#### TESTO DI RIFERIMENTO

Eduardo de Filippo nelle vesti di “sindaco del rione Sanità” (nell’omonima commedia) avverte il suo amico medico che se questi se ne andrà in America troverà chi lo aspetta (per farlo fuori). Il medico risponde inviperito: “Questa è una minaccia!”. De Filippo risponde che i mezzi uomini minacciano, e si vede che sono mezzi per il fatto che alle loro minacce non necessariamente seguono fatti. L’avvertimento invece indica qualcosa che accadrà necessariamente (e De Filippo amichevolmente avverte il medico che, se lo abbandonerà, i suoi amici per necessità dovranno farlo fuori).

All’undicesimo punto, si dice che l’attuale involuzione verso regimi autoritari manifesta “l’analogia con gli anni tra le due guerre mondiali”. Ciò che appare come analogia sta nel fatto che in quel periodo, come oggi, le condizioni politiche sono determinate dalla crisi di sovrapproduzione di capitale. Si tratta cioè non di analogia ma di fenomeni che hanno la stessa causa.

Al dodicesimo punto si scrive che “solo la denuncia di questa sinistra può rilanciare le lotte per la pace, la giustizia sociale, la democrazia, la libertà e il progresso, che altrimenti risultano impotenti e sterili”. La denuncia di “questa sinistra”, termine con cui si indicano le putrefazioni e le macerie del neorevisionismo, è cosa che si fa da quando il PCI imboccò la strada che avrebbe portato alla sua dissoluzione, cioè da almeno cinquant’anni a questa parte, ed è una denuncia che non ha mai rilanciato nulla. Ciò che serve, in questo caso e in ogni caso, non è la denuncia. Alle masse non serve sapere che chi li rappresenta è un infame. Ciò che serve è essere rappresentate da un partito comunista vero.

Più oltre leggiamo che “occorre una nuova resistenza, cioè la ripresa del conflitto sociale e di classe per una nuova e autentica democrazia che dia sbocco al protagonismo e alle esigenze dei lavoratori e delle masse popolari”. Anche qui vale quanto detto sopra. Ciò che occorre è un partito che lotta per la conquista del potere e per l’instaurazione di una società socialista.

########

*COMPITI RICHIESTI*.
**A.** Ricopia il passo del testo di riferimento a partire dalle parole "Eduardo de Filippo" e fermati dopo "dovranno farlo fuori).".
**B.** Traduci in inglese questa frase del testo di riferimento: "Ciò che serve, in questo caso e in ogni caso, non è la denuncia."
**C.** Prosegui il testo di riferimento dopo la sua ultima frase.
Le righe che seguono provengono da una fonte diversa dal testo.

#### ELENCO RIGHE

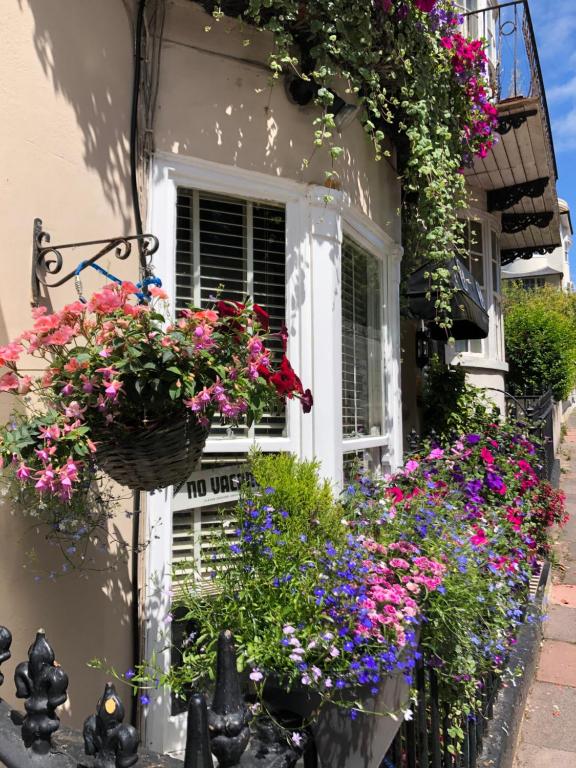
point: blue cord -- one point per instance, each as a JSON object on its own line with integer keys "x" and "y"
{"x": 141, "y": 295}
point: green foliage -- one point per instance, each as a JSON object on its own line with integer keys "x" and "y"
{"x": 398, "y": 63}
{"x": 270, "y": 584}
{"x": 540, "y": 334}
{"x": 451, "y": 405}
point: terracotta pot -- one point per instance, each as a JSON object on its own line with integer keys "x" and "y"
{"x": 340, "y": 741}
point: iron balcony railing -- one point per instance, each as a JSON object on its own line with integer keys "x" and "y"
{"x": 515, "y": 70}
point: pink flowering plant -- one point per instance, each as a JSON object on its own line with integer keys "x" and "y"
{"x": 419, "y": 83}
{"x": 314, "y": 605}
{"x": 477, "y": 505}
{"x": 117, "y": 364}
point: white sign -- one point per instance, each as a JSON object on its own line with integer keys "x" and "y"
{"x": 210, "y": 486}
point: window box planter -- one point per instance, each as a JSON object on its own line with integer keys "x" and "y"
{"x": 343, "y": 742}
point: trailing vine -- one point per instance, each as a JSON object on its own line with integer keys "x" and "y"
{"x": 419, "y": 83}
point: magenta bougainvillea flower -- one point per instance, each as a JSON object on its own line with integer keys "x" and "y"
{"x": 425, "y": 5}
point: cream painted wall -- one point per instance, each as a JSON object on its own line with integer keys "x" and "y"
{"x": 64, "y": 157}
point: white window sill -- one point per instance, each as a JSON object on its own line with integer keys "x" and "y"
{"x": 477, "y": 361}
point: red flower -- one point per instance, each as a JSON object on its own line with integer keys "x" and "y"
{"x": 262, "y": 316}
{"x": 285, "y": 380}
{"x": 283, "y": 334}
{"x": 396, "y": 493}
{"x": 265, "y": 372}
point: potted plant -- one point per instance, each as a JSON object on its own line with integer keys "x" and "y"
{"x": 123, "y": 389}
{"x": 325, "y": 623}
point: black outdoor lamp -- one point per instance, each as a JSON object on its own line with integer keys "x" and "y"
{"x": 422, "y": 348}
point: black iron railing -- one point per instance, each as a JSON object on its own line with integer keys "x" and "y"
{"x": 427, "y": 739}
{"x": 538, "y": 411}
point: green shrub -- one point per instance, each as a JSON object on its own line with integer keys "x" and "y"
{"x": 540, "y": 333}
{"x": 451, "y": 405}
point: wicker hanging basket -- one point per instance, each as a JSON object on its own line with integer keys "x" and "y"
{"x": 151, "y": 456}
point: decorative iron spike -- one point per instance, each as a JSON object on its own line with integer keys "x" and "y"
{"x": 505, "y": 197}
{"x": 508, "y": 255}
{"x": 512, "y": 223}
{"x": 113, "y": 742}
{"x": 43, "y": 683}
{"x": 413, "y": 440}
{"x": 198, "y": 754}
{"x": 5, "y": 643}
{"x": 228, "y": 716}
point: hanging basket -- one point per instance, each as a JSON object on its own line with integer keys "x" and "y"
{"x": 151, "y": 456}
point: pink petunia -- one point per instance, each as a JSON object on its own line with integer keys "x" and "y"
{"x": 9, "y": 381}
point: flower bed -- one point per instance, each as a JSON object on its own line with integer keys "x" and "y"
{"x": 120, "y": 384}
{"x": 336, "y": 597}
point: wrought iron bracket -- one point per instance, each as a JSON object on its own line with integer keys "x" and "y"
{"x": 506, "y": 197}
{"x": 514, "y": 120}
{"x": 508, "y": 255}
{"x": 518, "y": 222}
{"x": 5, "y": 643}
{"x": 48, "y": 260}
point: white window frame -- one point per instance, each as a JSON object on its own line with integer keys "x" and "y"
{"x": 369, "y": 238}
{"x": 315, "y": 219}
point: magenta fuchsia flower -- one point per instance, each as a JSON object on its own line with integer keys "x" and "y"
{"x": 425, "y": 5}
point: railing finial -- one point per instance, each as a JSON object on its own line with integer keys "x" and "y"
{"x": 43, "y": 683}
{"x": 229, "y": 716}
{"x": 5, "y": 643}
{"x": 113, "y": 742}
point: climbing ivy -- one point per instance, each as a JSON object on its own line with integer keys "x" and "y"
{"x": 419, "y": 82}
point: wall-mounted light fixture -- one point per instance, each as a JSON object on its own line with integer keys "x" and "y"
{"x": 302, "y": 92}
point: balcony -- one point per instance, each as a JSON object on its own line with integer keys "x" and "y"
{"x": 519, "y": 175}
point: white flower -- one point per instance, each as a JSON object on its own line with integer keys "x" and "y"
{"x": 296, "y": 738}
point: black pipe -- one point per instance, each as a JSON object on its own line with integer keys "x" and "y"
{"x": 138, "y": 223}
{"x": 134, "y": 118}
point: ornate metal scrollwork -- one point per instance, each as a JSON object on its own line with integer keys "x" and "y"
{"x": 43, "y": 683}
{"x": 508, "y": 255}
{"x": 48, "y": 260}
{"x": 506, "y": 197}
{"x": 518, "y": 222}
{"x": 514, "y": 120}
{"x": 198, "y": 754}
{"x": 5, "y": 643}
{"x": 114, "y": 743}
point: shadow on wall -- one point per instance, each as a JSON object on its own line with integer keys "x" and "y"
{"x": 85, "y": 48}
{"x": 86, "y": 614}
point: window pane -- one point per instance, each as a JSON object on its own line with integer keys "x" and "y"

########

*RISPOSTE SCRITTE*.
**A.**
Eduardo de Filippo nelle vesti di “sindaco del rione Sanità” (nell’omonima commedia) avverte il suo amico medico che se questi se ne andrà in America troverà chi lo aspetta (per farlo fuori). Il medico risponde inviperito: “Questa è una minaccia!”. De Filippo risponde che i mezzi uomini minacciano, e si vede che sono mezzi per il fatto che alle loro minacce non necessariamente seguono fatti. L’avvertimento invece indica qualcosa che accadrà necessariamente (e De Filippo amichevolmente avverte il medico che, se lo abbandonerà, i suoi amici per necessità dovranno farlo fuori).

**B.** What is needed, in this case and in every case, is not denunciation.

**C.**
Queste poche citazioni stanno a dimostrare la fragilità di questo ennesimo tentativo di aggregazione. La timidezza con cui si affronta il tema della crisi è palese. Gli autori del Documento promotore non si sono avvalsi delle analisi svolte da Raffaele Picarelli entro il “Corso per la formazione dei comunisti” in questi anni a Firenze, dove si dimostra l’esattezza delle tesi esposte in Rapporti Sociali,(1) che indicano questa come crisi di sovrapproduzione di capitale. D’altra parte quelle stesse analisi si prestano a rimanere confinate entro il campo dell’analisi economica, perché esse stesse in tale campo si confinano. Se si facesse un ragionamento scientifico, che componesse i particolari nell’insieme generale, che unisse la teoria con la pratica, se si ricercasse un’unità organica e non l’accostamento eclettico, si inizierebbe a intravedere un risultato, una via d’uscita. Compagni, presentiamo alle masse qualcosa di concreto. È un dovere, per noi. E infine, alziamo la bandiera del comunismo. Chi lo deve fare, se non noi?

 

Vai al testo del  Documento di costituzione del coordinamento promotore

 

1. Vedi: La crisi attuale: crisi per sovrapproduzione di capitale (Rapporti Sociali n. 0), Ancora sulla crisi per sovrapproduzione assoluta di capitale (Rapporti Sociali n. 5/6), Marx e la crisi per sovrapproduzione di capitale (Rapporti Sociali n. 8), La seconda crisi generale per sovrapproduzione di capitale (Rapporti Sociali n. 12), Per il dibattito sulla causa e sulla natura della crisi attuale (Rapporti Sociali n. 17), Il procedere della seconda crisi generale del capitalismo (Rapporti Sociali n. 20).